# Problem description
Copy the data below word for word, leaving out the picture lines.

# Provided information
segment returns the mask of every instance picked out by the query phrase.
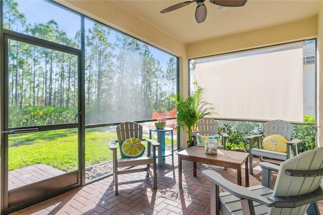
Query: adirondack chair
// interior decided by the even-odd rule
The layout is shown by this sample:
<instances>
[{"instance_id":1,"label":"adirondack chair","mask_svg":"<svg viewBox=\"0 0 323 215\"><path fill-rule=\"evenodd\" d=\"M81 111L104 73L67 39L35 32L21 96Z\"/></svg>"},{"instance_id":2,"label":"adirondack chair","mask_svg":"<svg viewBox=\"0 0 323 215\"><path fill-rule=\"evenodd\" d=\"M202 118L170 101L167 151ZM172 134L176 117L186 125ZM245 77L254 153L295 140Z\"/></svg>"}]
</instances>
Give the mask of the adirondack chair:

# Expected output
segment returns the mask of every instance picked out by the query phrase.
Query: adirondack chair
// interior decided by the even-odd rule
The layout is shown by this sample:
<instances>
[{"instance_id":1,"label":"adirondack chair","mask_svg":"<svg viewBox=\"0 0 323 215\"><path fill-rule=\"evenodd\" d=\"M81 111L104 73L67 39L35 32L21 96Z\"/></svg>"},{"instance_id":2,"label":"adirondack chair","mask_svg":"<svg viewBox=\"0 0 323 215\"><path fill-rule=\"evenodd\" d=\"M202 118L170 101L167 151ZM172 134L176 117L186 125ZM245 77L254 153L295 140Z\"/></svg>"}]
</instances>
Give the mask of the adirondack chair:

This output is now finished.